Directions:
Could you copy the records below exactly, keeping none of the images?

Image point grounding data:
----

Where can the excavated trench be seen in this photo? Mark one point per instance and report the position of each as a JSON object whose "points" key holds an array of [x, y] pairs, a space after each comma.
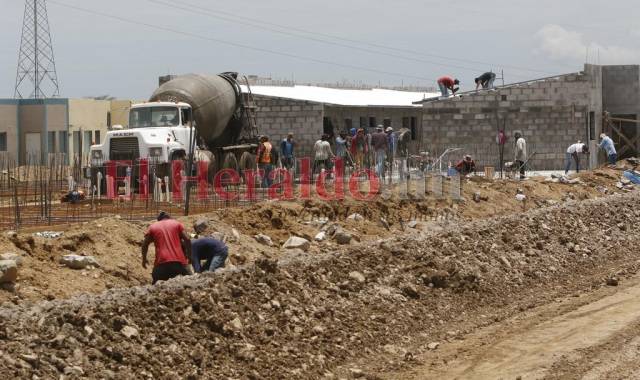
{"points": [[318, 316]]}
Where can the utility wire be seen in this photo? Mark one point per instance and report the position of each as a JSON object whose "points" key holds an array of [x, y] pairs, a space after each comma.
{"points": [[235, 44], [311, 35]]}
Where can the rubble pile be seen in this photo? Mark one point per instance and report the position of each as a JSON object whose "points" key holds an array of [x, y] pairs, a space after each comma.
{"points": [[307, 316]]}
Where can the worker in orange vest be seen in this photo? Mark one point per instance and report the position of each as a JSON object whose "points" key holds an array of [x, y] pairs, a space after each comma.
{"points": [[263, 160]]}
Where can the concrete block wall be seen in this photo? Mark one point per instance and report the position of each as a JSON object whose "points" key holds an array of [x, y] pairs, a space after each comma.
{"points": [[278, 116], [338, 115], [551, 114], [621, 89]]}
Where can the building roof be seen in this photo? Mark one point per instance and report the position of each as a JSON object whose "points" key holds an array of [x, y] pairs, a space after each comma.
{"points": [[341, 97]]}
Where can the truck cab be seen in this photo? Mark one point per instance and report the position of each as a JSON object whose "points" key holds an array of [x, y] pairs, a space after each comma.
{"points": [[158, 131]]}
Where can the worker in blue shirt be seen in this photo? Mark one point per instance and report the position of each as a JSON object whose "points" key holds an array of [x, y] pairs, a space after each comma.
{"points": [[607, 145], [287, 147], [213, 251]]}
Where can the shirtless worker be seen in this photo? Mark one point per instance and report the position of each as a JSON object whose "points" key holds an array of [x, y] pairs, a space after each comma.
{"points": [[171, 241]]}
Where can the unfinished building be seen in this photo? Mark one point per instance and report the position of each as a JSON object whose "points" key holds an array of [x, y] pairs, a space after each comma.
{"points": [[551, 113]]}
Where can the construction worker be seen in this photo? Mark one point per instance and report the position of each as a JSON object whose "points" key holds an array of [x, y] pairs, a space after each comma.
{"points": [[213, 251], [341, 147], [287, 147], [607, 145], [485, 80], [573, 153], [466, 166], [171, 242], [520, 153], [392, 148], [380, 144], [263, 159], [446, 84], [359, 148], [323, 154]]}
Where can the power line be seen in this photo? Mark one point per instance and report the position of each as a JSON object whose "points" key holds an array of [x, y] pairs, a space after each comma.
{"points": [[235, 44], [313, 36]]}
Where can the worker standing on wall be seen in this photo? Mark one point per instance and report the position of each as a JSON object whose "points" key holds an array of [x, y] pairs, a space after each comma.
{"points": [[173, 248], [446, 84], [521, 153], [485, 80], [607, 145]]}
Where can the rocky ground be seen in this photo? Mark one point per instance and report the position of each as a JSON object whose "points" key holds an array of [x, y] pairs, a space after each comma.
{"points": [[357, 311], [115, 243]]}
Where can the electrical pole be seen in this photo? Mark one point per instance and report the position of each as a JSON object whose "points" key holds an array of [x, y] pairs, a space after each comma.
{"points": [[36, 73]]}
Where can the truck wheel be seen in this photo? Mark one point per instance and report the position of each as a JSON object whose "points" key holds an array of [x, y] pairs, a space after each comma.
{"points": [[230, 162]]}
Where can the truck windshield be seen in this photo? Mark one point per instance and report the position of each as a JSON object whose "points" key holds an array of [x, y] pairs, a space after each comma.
{"points": [[154, 117]]}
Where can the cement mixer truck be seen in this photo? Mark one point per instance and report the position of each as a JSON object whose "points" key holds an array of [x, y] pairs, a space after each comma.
{"points": [[207, 115]]}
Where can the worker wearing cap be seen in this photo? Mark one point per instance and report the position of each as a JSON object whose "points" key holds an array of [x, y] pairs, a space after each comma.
{"points": [[380, 144], [446, 84], [607, 145], [573, 153], [392, 146], [466, 166], [263, 159], [173, 248], [359, 148], [213, 251], [287, 147], [485, 80]]}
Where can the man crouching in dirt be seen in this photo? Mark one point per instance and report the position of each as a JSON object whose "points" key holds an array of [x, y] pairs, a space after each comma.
{"points": [[212, 250], [173, 248]]}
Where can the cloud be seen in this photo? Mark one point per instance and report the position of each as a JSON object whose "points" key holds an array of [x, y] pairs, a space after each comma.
{"points": [[561, 44]]}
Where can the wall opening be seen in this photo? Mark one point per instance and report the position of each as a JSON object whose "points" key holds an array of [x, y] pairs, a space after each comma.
{"points": [[51, 142], [414, 128], [348, 124], [327, 126]]}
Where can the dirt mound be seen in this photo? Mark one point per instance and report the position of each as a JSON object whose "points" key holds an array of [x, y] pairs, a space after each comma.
{"points": [[306, 316]]}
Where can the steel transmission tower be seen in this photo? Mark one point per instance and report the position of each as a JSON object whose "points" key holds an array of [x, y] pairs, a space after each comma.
{"points": [[36, 73]]}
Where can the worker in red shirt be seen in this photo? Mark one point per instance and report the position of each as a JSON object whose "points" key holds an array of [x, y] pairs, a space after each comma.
{"points": [[171, 242], [447, 83]]}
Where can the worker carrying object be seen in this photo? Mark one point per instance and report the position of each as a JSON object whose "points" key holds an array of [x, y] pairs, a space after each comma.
{"points": [[573, 153], [446, 84], [466, 166], [485, 80], [213, 251], [173, 248], [607, 145]]}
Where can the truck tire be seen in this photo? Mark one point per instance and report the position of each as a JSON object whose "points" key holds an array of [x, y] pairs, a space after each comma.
{"points": [[230, 162]]}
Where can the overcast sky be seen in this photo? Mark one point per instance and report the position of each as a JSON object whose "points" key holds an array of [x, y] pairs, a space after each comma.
{"points": [[390, 42]]}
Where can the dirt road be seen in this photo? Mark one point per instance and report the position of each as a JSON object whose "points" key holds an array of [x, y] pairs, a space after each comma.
{"points": [[595, 336], [486, 287]]}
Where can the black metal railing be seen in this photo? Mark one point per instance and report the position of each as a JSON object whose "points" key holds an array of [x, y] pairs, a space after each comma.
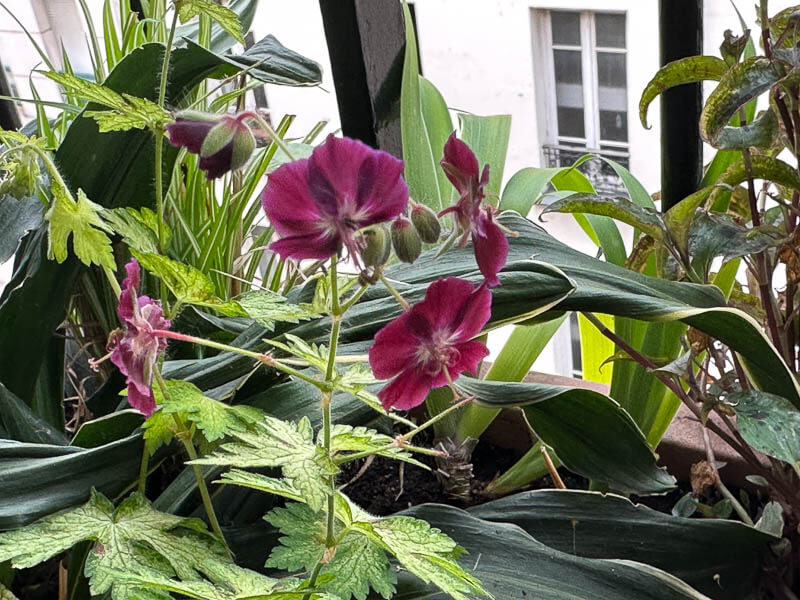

----

Task result:
Where can the excavated trench be seen in this photo? Mark one point per instance and report the position of each as a JSON object whose "points" key holds an array of [x, y] pairs, a space after each comma.
{"points": [[318, 316]]}
Where can the utility wire be seen in this photo? Mark one point per instance and report the position of each as a JSON object whose "points" key holds an array of [x, y] pairs, a space after each comma.
{"points": [[235, 44], [311, 35]]}
Where can the rubble pile be seen in this photo? Mark one point per instance and report the position of each as a JSON object whose "points" key holds an array of [x, y] pairs, a space after each comma.
{"points": [[307, 316]]}
Where can the worker in orange vest be seen in this photo? Mark one point per instance and report the position of each as a JSON object whose "points" key holds an array of [x, y] pairs, a space after each comma.
{"points": [[263, 160]]}
Where can the concrete block wall be seen in this photo? Mark one point per instance and report the position of each as a JSON object whose "points" key holds an array of [x, y] pairs, a space after each comma.
{"points": [[278, 116], [338, 115], [551, 114], [621, 89]]}
Where can the building roof be seen in this photo? Mark one point per instance and report the position of each as a JSON object whose "points" key holds an array of [x, y] pairs, a space after each comma.
{"points": [[341, 97]]}
Where can the truck cab be seen in this photo? Mark one point per instance and report the position of each as a JSON object whose "points" key holds an array of [x, y] pairs, a space after each comma.
{"points": [[158, 131]]}
Where can the worker in blue shirt be seen in this photo? Mark one point per instance and report the position of each as a JSON object whose "points" key holds an array of [x, y] pairs, a space after each comma.
{"points": [[607, 145], [287, 147], [213, 251]]}
Where can the shirtless worker be seen in this photo? Mark one point per instance and report the position of each as a JSON object whose "points" key holds an array of [x, y] pairs, a space after each comma.
{"points": [[171, 241]]}
Where can the unfinished building be seen in this photo? Mark one point per instance and report the position of each as a JSON object whose "points" key holds an array of [x, y] pairs, a space after each comma.
{"points": [[551, 113]]}
Where can the construction worker be seen in this photo? Mark one point per instance and report the position of each as a JSON object whose "points" key holds an array of [x, y] pairs, a space after each comma.
{"points": [[213, 251], [341, 147], [287, 147], [607, 145], [485, 80], [573, 153], [466, 166], [171, 242], [520, 153], [392, 148], [380, 144], [263, 159], [446, 84], [359, 148], [323, 154]]}
Where can the power line be seen in this photo? Mark one point per instance and report the position of each as a JSON object whose "points" key holds an array of [x, y] pairs, a space after each comma.
{"points": [[235, 44], [313, 36]]}
Where can the worker standing on wall be seen in this photo? Mark one point per instance and report the position of each as a JSON object whose "points" key holds an array of [x, y] pairs, a space after each comma.
{"points": [[173, 248], [446, 84], [521, 153], [485, 80], [607, 145]]}
Where can the rocky ground be seen in this photo? Mark one point per instance and report the position of each as a JSON object whose "points" key holds an array of [x, y] pairs, a space after each comma.
{"points": [[357, 311], [115, 243]]}
Where can the electrical pole be seen in this photo? Mark one point per instance and report the position of each as a JSON object whose "points" key holds an array of [x, y] pairs, a space after each comma.
{"points": [[36, 73]]}
Where can the truck wheel be seen in this photo? Mark one point per instance and report the position of each as a JSON object whose "points" key holds an array of [x, y] pairs, a space after each comma.
{"points": [[230, 162]]}
Where can the truck windshield be seen in this photo? Mark one point per instance and report the position of each as a JSON object whose "points" key holds an array of [x, y] pairs, a space after each comma.
{"points": [[154, 117]]}
Where can the cement mixer truck be seen in this photo? Mark one point per instance and report the position of each as a JSON object whose "points" key holds an array of [x, y] pairs, a space after each comma.
{"points": [[207, 115]]}
Where can the worker wearing cap be seen in this photo? Mark one point per instance and report the position of each as a JSON object whose "points" key holds an array of [x, y] pairs, a space after each comma.
{"points": [[380, 144], [446, 84], [607, 145], [573, 153], [392, 146], [466, 166], [263, 159], [173, 248], [359, 148], [213, 251], [287, 147], [485, 80]]}
Where can the man crouching in dirt be seen in this photo? Mark one point per instance and report the position of each as a JSON object whose "points" key holds an array of [x, y] pairs, a space after each comma.
{"points": [[212, 250], [173, 248]]}
Where can the cloud be seen in this photo? Mark one point per instance and report the position of each as a JSON object whose "points" key holds an array of [x, y] pairs, a space after each comma.
{"points": [[561, 44]]}
Where can the wall opening be seen in this photo? Mark one point per instance and report the position of each as a JSON object whose "points" key holds an array of [x, y] pairs, a space after each comma.
{"points": [[51, 142], [414, 128], [348, 124], [327, 126]]}
Where can the dirt mound be seen in this photo? Mark one point per instance and report the position of each as a JSON object whose "points" key holds an array of [x, y] pairs, a space after each comma.
{"points": [[306, 316]]}
Where can the steel transmission tower be seen in this photo? Mark one point per instance and report the position of each as a JSON object whose "points" key holds an array of [x, y] pairs, a space after each comma.
{"points": [[36, 73]]}
Where can the worker in red shirt be seen in this photo? Mark one point per instance and report the position of each as a JSON object whose "points" key holds an array of [x, y] pairs, a space after each comma.
{"points": [[171, 242], [447, 83]]}
Where can the worker carrying object be seen in this photo? Mark one point per instance and report the position of each as a JSON object whose "points" key holds an array of [x, y] pairs, a space after each comma.
{"points": [[573, 153], [446, 84], [466, 166], [485, 80], [213, 251], [173, 248], [607, 145]]}
Where can the truck tire be seen in this photo? Mark one point per instance and report the position of each as a JSON object whose "points" key holds an array of [x, y] pairs, a space after each comma.
{"points": [[230, 162]]}
Where can the overcast sky be seen in this photo? Mark one point per instance and report the position of each as a JSON object whose "points" key holds an array of [x, y] pairs, a space after each comma.
{"points": [[390, 42]]}
Where can the dirt road be seen in this photo? Mark one point per instance and report the position of each as a JSON object whose "points" key holds an array of [x, y] pairs, a space after each comma.
{"points": [[595, 336], [486, 287]]}
Where can the black metal railing be seen in this photo? Mark one point per instance and report the position of each as a JSON object whose "points" key holds an array of [x, y] pairs, a space after each comma.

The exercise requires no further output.